Prompt:
Look below for lines that hold the string "correct" and copy each one.
═══ Records shown ═══
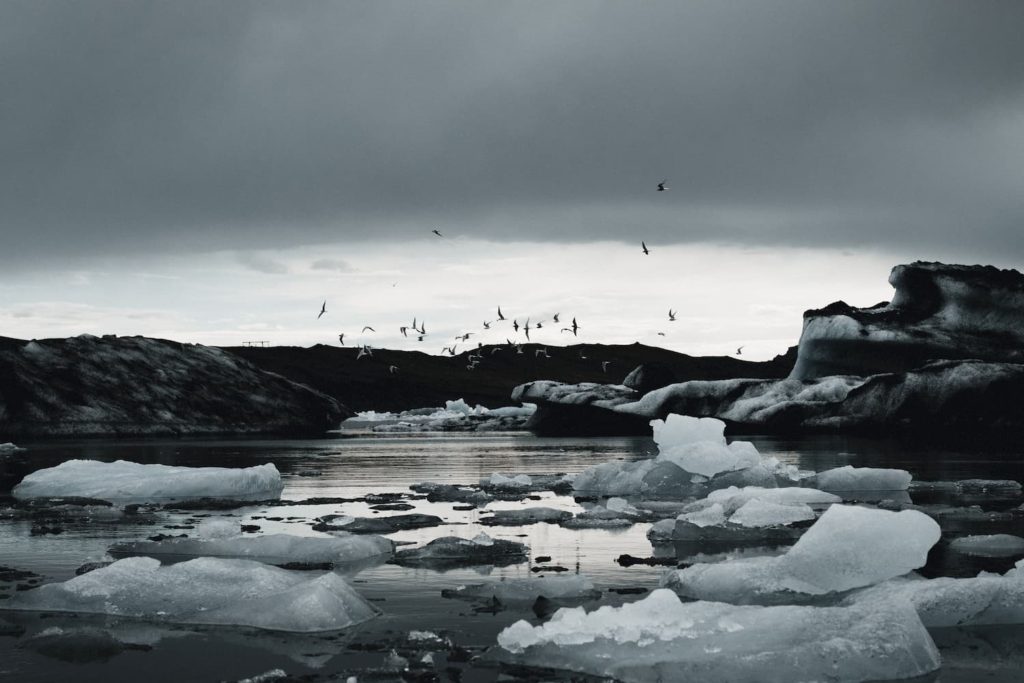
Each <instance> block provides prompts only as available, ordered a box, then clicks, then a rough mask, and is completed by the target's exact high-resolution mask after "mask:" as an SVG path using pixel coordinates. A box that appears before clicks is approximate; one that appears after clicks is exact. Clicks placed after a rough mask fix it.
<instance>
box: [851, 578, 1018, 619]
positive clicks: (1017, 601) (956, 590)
mask: <svg viewBox="0 0 1024 683" xmlns="http://www.w3.org/2000/svg"><path fill="white" fill-rule="evenodd" d="M1018 564H1020V563H1018ZM901 600H907V601H909V602H910V604H912V605H913V607H914V609H916V610H918V615H919V616H921V621H922V622H923V623H924V625H925V626H927V627H929V628H942V627H953V626H982V625H990V624H1024V571H1021V570H1020V569H1011V570H1010V571H1008V572H1007V573H1006V574H1005V575H1001V577H1000V575H998V574H982V575H978V577H975V578H973V579H951V578H947V577H945V578H940V579H927V580H926V579H894V580H892V581H887V582H885V583H883V584H879V585H878V586H872V587H870V588H866V589H864V590H862V591H857V592H856V593H853V594H852V595H850V596H849V597H848V598H847V599H846V600H845V601H844V604H856V605H861V606H864V607H867V608H876V607H877V606H878V605H881V604H888V603H891V602H894V601H901Z"/></svg>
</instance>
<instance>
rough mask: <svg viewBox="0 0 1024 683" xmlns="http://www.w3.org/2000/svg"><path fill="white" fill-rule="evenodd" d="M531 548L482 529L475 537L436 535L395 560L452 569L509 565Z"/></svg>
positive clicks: (524, 554)
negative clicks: (488, 535)
mask: <svg viewBox="0 0 1024 683" xmlns="http://www.w3.org/2000/svg"><path fill="white" fill-rule="evenodd" d="M528 552H529V549H528V548H527V547H526V546H525V545H523V544H521V543H516V542H514V541H502V540H500V539H492V538H490V537H489V536H487V535H486V533H479V535H477V536H476V537H475V538H473V539H460V538H459V537H456V536H446V537H442V538H440V539H434V540H433V541H431V542H430V543H428V544H427V545H425V546H421V547H420V548H410V549H407V550H399V551H398V552H396V553H395V555H394V559H393V560H392V563H394V564H398V565H401V566H423V567H427V568H433V569H452V568H456V567H471V566H480V565H484V564H493V565H496V566H507V565H509V564H518V563H519V562H525V561H526V558H527V553H528Z"/></svg>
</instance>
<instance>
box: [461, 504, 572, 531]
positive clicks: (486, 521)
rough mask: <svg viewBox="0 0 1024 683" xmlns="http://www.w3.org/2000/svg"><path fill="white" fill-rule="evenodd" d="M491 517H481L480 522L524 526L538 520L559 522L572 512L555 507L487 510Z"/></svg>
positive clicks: (486, 523) (538, 520)
mask: <svg viewBox="0 0 1024 683" xmlns="http://www.w3.org/2000/svg"><path fill="white" fill-rule="evenodd" d="M485 512H489V513H492V514H490V516H489V517H480V519H479V522H480V523H481V524H486V525H488V526H524V525H526V524H536V523H538V522H549V523H552V524H557V523H558V522H560V521H562V520H565V519H568V518H569V517H571V516H572V513H571V512H569V511H567V510H556V509H554V508H543V507H539V508H520V509H516V510H485Z"/></svg>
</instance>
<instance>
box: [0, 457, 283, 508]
mask: <svg viewBox="0 0 1024 683" xmlns="http://www.w3.org/2000/svg"><path fill="white" fill-rule="evenodd" d="M282 488H284V484H283V483H282V481H281V474H280V473H279V472H278V468H276V467H274V466H273V464H272V463H267V464H265V465H257V466H255V467H241V468H230V467H173V466H170V465H140V464H139V463H132V462H128V461H125V460H118V461H116V462H113V463H101V462H99V461H95V460H69V461H66V462H63V463H60V464H59V465H57V466H56V467H48V468H46V469H42V470H37V471H36V472H33V473H32V474H29V475H28V476H26V477H25V478H24V479H22V482H20V483H18V484H17V485H16V486H14V489H13V492H12V494H13V496H14V498H18V499H28V498H51V497H60V496H77V497H84V498H99V499H103V500H108V501H120V502H124V501H154V500H168V499H171V500H181V499H196V498H244V499H249V500H258V499H270V498H278V497H279V496H280V495H281V490H282Z"/></svg>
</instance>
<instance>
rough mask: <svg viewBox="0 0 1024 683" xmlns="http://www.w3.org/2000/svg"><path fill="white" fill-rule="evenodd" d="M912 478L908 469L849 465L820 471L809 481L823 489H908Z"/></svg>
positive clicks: (834, 489) (856, 489)
mask: <svg viewBox="0 0 1024 683" xmlns="http://www.w3.org/2000/svg"><path fill="white" fill-rule="evenodd" d="M912 478H913V477H912V476H910V473H909V472H907V471H906V470H893V469H884V468H879V467H851V466H850V465H847V466H845V467H837V468H835V469H831V470H825V471H824V472H818V473H817V474H816V475H814V476H813V477H811V478H810V479H809V481H808V483H810V484H813V485H814V486H816V487H818V488H820V489H821V490H906V487H907V486H909V485H910V480H911V479H912Z"/></svg>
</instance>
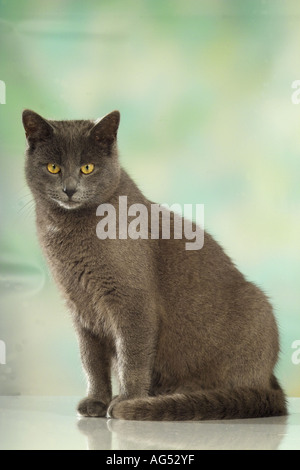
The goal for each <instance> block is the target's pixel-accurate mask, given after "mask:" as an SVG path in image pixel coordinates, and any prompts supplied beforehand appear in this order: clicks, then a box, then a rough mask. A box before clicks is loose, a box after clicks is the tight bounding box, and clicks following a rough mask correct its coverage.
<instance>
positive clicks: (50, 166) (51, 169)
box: [47, 163, 60, 174]
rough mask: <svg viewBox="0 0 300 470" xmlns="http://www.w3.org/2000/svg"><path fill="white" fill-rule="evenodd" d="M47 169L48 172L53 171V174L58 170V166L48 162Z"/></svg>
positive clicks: (58, 165)
mask: <svg viewBox="0 0 300 470" xmlns="http://www.w3.org/2000/svg"><path fill="white" fill-rule="evenodd" d="M47 169H48V171H50V173H53V174H56V173H59V172H60V166H59V165H56V163H48V165H47Z"/></svg>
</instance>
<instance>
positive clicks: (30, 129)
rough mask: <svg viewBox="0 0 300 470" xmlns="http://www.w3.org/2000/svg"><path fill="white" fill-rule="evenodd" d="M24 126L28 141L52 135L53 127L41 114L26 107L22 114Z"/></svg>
mask: <svg viewBox="0 0 300 470" xmlns="http://www.w3.org/2000/svg"><path fill="white" fill-rule="evenodd" d="M22 121H23V126H24V129H25V134H26V137H27V139H28V141H29V142H30V141H37V140H46V139H47V138H49V137H51V135H52V133H53V127H52V126H51V124H50V123H49V122H48V121H46V120H45V119H44V118H42V117H41V116H40V115H39V114H37V113H35V112H34V111H31V110H30V109H25V111H23V114H22Z"/></svg>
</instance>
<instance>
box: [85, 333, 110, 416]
mask: <svg viewBox="0 0 300 470" xmlns="http://www.w3.org/2000/svg"><path fill="white" fill-rule="evenodd" d="M76 331H77V334H78V339H79V347H80V354H81V361H82V364H83V368H84V370H85V373H86V375H87V379H88V393H87V397H86V398H84V399H83V400H81V401H80V402H79V404H78V406H77V411H78V413H79V414H80V415H82V416H86V417H105V416H106V412H107V408H108V405H109V403H110V402H111V398H112V389H111V376H110V363H111V355H110V353H109V348H108V345H107V343H106V341H105V339H104V338H102V337H98V336H96V335H94V334H93V333H91V332H90V331H89V330H87V329H85V328H83V327H82V326H81V325H80V324H77V325H76Z"/></svg>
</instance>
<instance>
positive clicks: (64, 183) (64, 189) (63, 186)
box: [63, 178, 77, 199]
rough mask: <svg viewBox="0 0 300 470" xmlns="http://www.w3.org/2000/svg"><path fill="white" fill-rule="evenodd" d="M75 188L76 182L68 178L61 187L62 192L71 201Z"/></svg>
mask: <svg viewBox="0 0 300 470" xmlns="http://www.w3.org/2000/svg"><path fill="white" fill-rule="evenodd" d="M76 187H77V182H76V181H75V180H74V179H72V178H68V179H67V180H66V181H65V183H64V185H63V192H64V193H66V195H67V196H69V198H70V199H71V197H72V196H73V194H75V193H76Z"/></svg>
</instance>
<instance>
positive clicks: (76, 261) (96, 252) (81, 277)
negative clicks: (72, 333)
mask: <svg viewBox="0 0 300 470" xmlns="http://www.w3.org/2000/svg"><path fill="white" fill-rule="evenodd" d="M38 233H39V238H40V242H41V245H42V247H43V249H44V252H45V254H46V256H47V259H48V262H49V264H50V266H51V269H52V272H53V274H54V276H55V278H56V279H57V280H58V281H59V283H60V284H61V285H62V286H63V287H64V288H65V290H67V291H68V292H78V291H80V290H84V291H90V290H92V289H93V286H94V285H95V283H97V284H98V286H100V285H101V284H102V283H105V277H106V276H107V273H106V268H105V267H106V266H107V265H108V260H107V253H105V251H104V250H102V249H101V244H100V243H99V240H98V239H97V237H96V233H93V231H92V230H91V229H90V227H89V226H86V227H84V228H80V227H77V226H76V225H74V226H73V227H68V226H67V227H64V226H61V225H60V224H55V223H53V222H52V221H46V222H45V223H44V224H42V225H40V226H38Z"/></svg>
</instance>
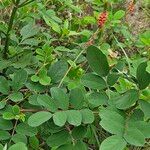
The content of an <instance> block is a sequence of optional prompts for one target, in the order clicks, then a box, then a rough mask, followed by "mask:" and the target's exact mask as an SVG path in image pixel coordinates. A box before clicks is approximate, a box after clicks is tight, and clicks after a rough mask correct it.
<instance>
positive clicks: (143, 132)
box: [132, 121, 150, 138]
mask: <svg viewBox="0 0 150 150" xmlns="http://www.w3.org/2000/svg"><path fill="white" fill-rule="evenodd" d="M132 124H133V126H134V127H136V128H137V129H138V130H139V131H140V132H141V133H142V134H143V135H144V137H145V138H150V132H149V131H150V122H145V121H136V122H132Z"/></svg>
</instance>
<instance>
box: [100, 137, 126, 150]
═══
Finished task:
The goal for each <instance> block is the target's pixel-accurate mask, given after "mask:" as an SVG path in image pixel coordinates, and any prompts supplied beforehand appear in this order: clicks, then a box, then a rough mask. A box before clicks is loose, a box after clicks is the tight bounding box, and clicks following a rough mask correct its coverage.
The content of an <instance> block is a sequence of optional prompts for one target, in the order clicks, then a box, then a rough mask, followed by "mask:" and the target's exact mask as an SVG path in image pixel coordinates. A box before clicks is approximate, a box after clicks is tight, and clicks after a rough mask correct it.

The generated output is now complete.